- [Polecenie 1]:
Odpowiedz na podstawie wątku z forum o modlitwie:
(a) Jakie radio zostało włączone na poboczu drogi, obok rozbitego samochodu?
(b) Przez ile godzin powtarzane było zdanie, zanim przyjechała laweta?
(c) Czego według ostatniego wpisu Bóg od nas oczekuje?
- [Polecenie 2]: Przepisz wiernie fragment wątku z forum o modlitwie, zaczynając od słów „Anonymous - 2010-01-13, 23:48” i kończąc na słowach „się nie mogę .”.

- [Blok tekstu]:
□ □ □ □ □
Anonymous - 2010-01-13, 23:48




Anonymous - 2010-01-14, 00:59

Ewo
był taki czas w moim życiu , że tak jak Ty nie czułam nic , jak mówiłam modlitwy , czułam sie jak bym mielila w buzi trociny . Znam to straszne uczucie - i gdy byłam już na dnie rozpaczy krzyczałam na Boga - obwiniałam Go , o swój los - krzyczałam , płakałam
- zabrałeś mi wszystko , nawet już modlić się nie mogę .

bylo to na poboczu drogi , obok rozbitego samochodu -(byłam wtedy w trakcie rozwodu , a samochód byl niezbędny do pracy) - i wtedy włączyłam radio - i uslyszałam
- Co MOdlić sie nie możesz ? :shock: (to bylo radio plus - katolickie )

ksiądz bardzo prosto wytłumaczył jak wyjść z takiego impasu .
. Żadnych skomplikowanych modlitw - tylko powtarzać ciągle jedno zdanie - (nawet jeśli nic nie czujesz . Trzeba sie przemóc i powtarzac to tak długo , ąż nasze serce sie poruszy , aż coś poczujemy)
kazdy musi znależć swoje - ktore mu pasuje np.

JEZU SYNU DAWIDA ULITUJ SIĘ NA DE MNĄ

JEZU CHRYSTE ULITUJ SIĘ NA DE MNĄ

dla mnie to drugie zdanie było uzdrawiające - zanim przyjechała laweta - przez 2 godz . powtarzałam w kółko , JEZU CHRYSTE ULITUJ SIĘ NA DE MNĄ - i na poczatku nic nie czułam , ale powolutku serce cos poczuło , popłynęly prawdziwe łzy wdzięczności - znowu To czułam , mogłam sie modlic tym jednym zdaniem. CUD - mój prywatny cud od Pana .

teraz jak patrze wstecz , to w tym momencie Jezus uczuł mnie prawdziwej modlitwy( i nadal uczy) - od tamtego momentu minęły 3 lata .W sierpniu 2009 dostałam wielką łaskę nawrócenia - za którą pokornie dziękuję.

PAN JEST WIELKI A JEGO ŁASKA TRWA NA WIEKI


Dzisiaj wiem , zawsze i wszędzie Jezus jest z nami . Dla Niego nie ma rzeczy niemożliwych


-

Anonymous - 2010-01-14, 07:39

ewaa napisał/a:
Ale dlaczego ja nie potrafię się modlić?


A kto potrafi? Znasz tą przypowieśc o ziarnie gorczycy. Pokaż mi choc jednego człowieka na ziemi, który ma taką wiarę.
Albo inny cytat:"modlicie się, a nie otrzymujecie, bo się żle modlicie..."

Twoje problemy są mi bardzo bliskie. Nie potrafię się modlic. Zdaję sobie sprawę, że moje serce tak jak ja sam jest zespute. Nie potrafię kochac Boga.

Nie zrażaj się tymi niepowodzeniami. Bóg nie oczekuje od nas niewiadomo jakiej "świętości". Bóg oczekuje wierności. Na tyle na ile potrafimy.
□ □ □ □ □
Wpisy z kolekcji:

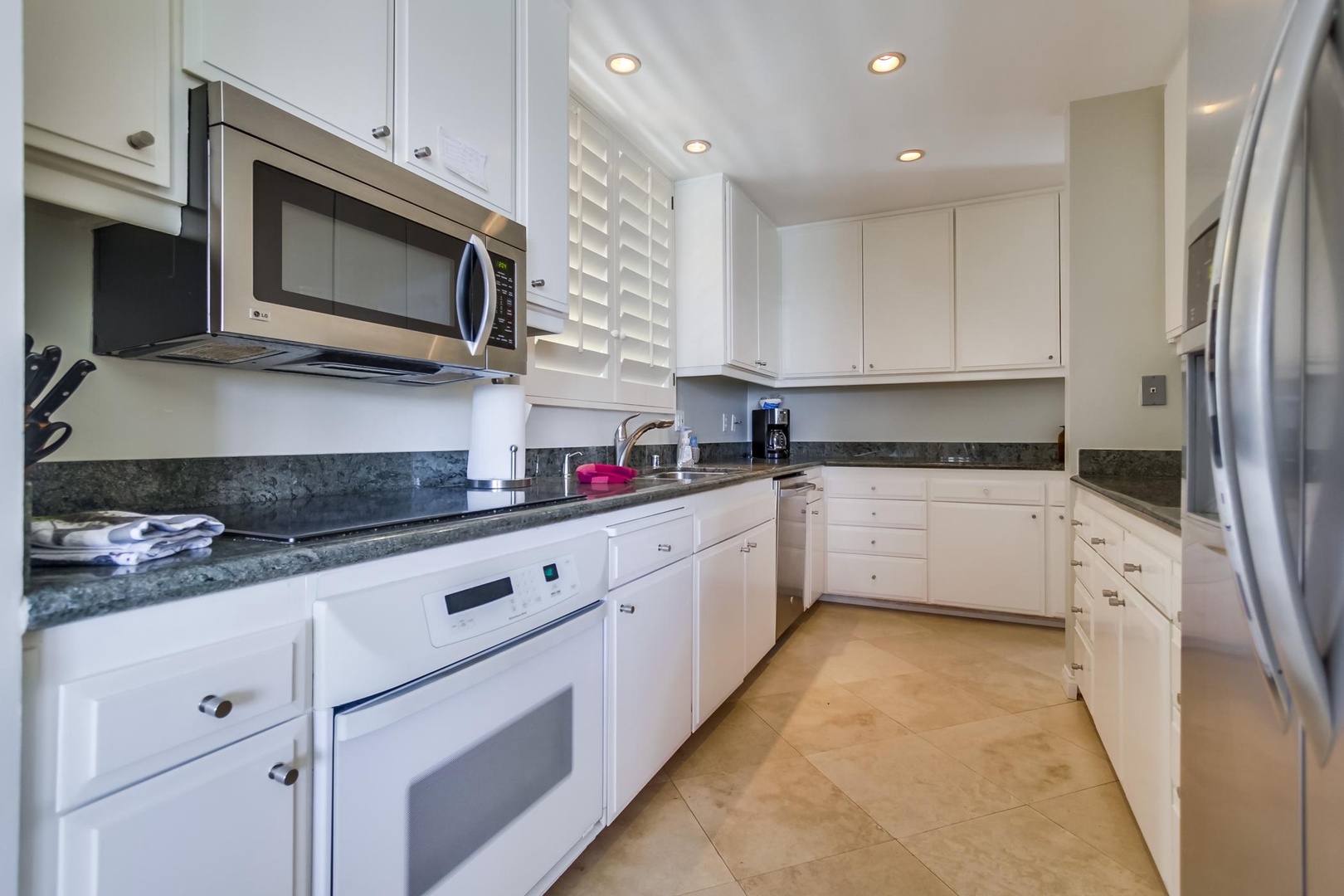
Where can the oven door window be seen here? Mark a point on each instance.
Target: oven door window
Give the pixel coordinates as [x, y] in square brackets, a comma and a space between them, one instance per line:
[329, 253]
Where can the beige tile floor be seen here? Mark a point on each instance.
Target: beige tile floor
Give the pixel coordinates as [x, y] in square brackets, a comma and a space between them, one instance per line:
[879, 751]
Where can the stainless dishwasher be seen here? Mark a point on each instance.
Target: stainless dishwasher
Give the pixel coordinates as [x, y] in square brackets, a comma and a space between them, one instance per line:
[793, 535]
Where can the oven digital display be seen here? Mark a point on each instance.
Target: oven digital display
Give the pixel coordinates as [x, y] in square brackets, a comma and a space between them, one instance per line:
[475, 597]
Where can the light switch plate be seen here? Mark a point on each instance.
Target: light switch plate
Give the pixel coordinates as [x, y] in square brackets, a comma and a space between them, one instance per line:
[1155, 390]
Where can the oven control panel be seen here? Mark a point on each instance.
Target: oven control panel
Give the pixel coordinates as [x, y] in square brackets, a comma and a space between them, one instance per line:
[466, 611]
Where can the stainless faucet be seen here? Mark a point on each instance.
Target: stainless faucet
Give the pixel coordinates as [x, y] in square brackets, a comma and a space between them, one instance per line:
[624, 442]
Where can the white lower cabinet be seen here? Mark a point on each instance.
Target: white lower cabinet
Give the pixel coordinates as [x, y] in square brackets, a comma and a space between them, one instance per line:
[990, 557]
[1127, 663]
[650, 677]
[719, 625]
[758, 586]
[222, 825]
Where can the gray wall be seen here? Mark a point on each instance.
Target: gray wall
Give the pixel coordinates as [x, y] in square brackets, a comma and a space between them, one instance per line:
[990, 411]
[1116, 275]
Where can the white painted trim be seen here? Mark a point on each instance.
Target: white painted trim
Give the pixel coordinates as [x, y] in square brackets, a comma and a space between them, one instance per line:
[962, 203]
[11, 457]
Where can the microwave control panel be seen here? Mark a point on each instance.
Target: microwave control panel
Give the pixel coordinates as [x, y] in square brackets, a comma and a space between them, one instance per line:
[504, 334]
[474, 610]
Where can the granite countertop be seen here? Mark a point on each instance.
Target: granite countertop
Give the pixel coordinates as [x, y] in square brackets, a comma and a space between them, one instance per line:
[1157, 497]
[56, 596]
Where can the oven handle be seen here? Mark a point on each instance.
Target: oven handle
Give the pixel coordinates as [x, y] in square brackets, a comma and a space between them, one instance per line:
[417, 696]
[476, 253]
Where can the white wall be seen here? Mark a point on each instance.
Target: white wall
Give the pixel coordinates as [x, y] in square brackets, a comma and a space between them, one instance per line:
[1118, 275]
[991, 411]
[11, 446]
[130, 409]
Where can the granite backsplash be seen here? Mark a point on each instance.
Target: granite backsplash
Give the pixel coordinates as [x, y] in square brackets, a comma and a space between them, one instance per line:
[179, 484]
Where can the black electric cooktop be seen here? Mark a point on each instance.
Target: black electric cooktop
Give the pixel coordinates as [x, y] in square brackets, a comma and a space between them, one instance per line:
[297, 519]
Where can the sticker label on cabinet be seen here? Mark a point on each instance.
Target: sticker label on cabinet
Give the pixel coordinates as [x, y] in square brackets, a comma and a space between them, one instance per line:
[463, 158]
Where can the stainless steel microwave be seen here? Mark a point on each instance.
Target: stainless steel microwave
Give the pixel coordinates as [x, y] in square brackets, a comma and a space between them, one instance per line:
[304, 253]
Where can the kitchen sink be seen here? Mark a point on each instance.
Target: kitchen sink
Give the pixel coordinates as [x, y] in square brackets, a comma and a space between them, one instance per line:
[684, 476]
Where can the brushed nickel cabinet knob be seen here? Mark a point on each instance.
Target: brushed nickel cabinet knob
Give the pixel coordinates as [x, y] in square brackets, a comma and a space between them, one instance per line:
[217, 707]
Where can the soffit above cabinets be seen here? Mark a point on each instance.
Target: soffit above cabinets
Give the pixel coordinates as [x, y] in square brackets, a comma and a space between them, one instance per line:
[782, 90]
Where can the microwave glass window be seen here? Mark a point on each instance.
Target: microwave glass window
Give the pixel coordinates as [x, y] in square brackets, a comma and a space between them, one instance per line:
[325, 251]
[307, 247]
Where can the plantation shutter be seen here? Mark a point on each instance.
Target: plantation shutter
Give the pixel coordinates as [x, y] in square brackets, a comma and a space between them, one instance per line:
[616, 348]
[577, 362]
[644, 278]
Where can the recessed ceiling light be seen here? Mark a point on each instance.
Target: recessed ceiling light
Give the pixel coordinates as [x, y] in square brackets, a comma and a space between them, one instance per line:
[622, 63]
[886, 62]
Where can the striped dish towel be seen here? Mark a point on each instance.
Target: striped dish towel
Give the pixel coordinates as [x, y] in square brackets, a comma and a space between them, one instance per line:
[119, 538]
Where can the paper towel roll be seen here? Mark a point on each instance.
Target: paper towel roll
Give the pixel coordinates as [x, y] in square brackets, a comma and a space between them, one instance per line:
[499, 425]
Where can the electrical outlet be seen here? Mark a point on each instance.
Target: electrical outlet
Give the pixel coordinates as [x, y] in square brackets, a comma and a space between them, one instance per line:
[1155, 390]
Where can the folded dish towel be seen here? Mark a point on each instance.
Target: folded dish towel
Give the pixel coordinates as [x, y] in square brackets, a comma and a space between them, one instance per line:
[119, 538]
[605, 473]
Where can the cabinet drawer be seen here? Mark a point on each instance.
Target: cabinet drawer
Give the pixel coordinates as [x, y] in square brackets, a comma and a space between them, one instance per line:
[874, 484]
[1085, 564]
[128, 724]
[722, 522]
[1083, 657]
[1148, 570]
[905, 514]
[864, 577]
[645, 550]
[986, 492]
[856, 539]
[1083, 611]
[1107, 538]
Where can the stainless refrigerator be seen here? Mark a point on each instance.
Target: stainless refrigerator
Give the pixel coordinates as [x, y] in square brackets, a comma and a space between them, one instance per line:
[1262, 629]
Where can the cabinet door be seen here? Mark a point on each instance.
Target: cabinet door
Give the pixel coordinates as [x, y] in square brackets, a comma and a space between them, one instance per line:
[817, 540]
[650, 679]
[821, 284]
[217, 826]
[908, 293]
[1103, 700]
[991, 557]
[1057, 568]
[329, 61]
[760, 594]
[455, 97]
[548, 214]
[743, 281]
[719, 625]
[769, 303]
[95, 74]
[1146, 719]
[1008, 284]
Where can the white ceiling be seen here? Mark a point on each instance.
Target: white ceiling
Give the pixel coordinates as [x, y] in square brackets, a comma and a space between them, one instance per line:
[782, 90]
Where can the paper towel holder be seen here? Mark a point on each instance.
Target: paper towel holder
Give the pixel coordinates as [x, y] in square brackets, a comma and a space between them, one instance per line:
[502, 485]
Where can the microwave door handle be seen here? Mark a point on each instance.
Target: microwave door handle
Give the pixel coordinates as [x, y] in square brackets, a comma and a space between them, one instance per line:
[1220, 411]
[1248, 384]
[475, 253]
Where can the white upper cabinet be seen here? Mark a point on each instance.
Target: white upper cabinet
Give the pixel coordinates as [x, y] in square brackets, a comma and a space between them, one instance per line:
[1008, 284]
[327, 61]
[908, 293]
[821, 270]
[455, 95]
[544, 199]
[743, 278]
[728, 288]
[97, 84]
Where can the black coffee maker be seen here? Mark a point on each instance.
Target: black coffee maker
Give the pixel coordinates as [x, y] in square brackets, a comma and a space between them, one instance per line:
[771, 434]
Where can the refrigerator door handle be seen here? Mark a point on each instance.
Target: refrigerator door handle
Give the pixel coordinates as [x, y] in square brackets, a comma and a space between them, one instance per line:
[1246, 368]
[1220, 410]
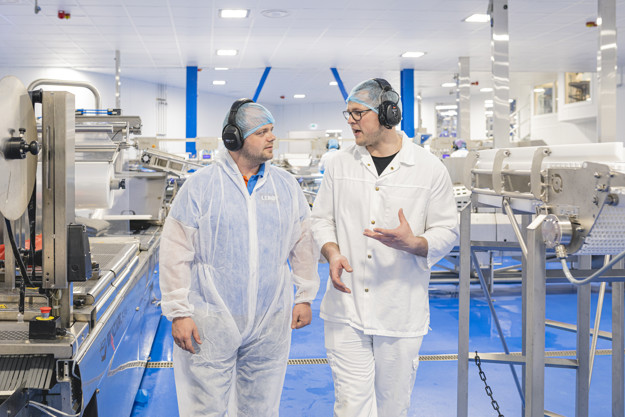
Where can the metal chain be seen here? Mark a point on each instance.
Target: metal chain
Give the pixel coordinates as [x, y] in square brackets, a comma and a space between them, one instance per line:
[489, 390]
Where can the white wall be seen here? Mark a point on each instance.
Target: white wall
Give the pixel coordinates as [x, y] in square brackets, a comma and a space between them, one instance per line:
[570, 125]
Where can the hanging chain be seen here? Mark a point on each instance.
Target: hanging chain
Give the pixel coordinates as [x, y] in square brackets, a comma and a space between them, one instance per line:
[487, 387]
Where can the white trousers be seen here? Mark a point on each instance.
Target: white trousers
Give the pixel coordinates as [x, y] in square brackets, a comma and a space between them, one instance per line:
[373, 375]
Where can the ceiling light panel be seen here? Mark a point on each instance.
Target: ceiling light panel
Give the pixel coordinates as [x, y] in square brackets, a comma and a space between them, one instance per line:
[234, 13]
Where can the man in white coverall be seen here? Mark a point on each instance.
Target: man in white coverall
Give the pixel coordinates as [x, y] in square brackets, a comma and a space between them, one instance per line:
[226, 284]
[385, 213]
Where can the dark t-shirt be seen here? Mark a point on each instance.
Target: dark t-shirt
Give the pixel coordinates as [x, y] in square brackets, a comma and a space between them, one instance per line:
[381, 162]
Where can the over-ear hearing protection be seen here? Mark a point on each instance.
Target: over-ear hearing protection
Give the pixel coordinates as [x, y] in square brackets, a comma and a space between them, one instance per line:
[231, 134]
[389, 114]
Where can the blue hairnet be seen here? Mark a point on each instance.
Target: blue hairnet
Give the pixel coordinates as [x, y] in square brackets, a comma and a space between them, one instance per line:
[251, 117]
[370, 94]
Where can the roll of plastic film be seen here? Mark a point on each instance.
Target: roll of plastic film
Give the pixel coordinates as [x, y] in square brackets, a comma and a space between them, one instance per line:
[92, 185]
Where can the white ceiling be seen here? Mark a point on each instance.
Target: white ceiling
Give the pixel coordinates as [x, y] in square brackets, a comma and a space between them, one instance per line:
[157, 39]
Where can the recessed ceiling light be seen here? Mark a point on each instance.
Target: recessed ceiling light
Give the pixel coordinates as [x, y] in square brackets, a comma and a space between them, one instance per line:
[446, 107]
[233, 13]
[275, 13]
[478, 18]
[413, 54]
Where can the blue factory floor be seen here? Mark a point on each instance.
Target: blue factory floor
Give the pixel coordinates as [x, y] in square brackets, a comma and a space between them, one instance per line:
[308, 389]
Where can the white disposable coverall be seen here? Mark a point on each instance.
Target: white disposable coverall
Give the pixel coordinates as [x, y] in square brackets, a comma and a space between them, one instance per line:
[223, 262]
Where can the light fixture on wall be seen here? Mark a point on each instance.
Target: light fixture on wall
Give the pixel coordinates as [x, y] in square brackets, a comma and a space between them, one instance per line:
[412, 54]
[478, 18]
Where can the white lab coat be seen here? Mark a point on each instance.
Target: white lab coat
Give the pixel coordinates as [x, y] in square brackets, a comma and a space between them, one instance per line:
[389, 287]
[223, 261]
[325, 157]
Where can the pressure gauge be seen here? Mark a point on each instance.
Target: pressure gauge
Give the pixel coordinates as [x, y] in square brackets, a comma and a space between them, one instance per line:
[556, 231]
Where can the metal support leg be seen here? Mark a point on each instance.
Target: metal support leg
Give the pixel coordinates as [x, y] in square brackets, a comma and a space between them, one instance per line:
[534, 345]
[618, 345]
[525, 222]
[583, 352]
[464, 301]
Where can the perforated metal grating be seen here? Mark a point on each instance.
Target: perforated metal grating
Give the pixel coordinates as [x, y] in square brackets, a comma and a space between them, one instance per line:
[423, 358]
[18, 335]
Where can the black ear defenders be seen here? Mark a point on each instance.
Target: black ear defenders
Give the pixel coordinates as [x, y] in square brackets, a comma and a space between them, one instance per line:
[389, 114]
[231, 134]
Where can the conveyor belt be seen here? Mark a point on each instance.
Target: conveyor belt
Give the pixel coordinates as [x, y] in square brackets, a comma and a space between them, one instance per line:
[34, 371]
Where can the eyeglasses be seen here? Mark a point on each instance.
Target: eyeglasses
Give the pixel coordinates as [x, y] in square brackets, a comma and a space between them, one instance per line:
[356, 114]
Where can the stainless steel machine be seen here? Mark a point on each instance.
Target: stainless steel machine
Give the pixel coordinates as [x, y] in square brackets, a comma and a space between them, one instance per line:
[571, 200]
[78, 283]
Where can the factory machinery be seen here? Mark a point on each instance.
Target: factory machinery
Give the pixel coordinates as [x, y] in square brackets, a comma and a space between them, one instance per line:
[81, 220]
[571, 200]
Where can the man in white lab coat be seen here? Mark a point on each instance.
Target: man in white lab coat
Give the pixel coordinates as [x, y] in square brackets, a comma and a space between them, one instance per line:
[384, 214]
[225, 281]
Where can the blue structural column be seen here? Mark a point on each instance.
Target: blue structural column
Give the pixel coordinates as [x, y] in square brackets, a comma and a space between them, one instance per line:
□ □ □ □ □
- [Odpowiedź pisemna 1]:
(a) Radio Plus, katolickie.
(b) Przez 2 godziny.
(c) Wierności, na tyle, na ile potrafimy.

- [Odpowiedź pisemna 2]:
Anonymous - 2010-01-13, 23:48




Anonymous - 2010-01-14, 00:59

Ewo
był taki czas w moim życiu , że tak jak Ty nie czułam nic , jak mówiłam modlitwy , czułam sie jak bym mielila w buzi trociny . Znam to straszne uczucie - i gdy byłam już na dnie rozpaczy krzyczałam na Boga - obwiniałam Go , o swój los - krzyczałam , płakałam
- zabrałeś mi wszystko , nawet już modlić się nie mogę .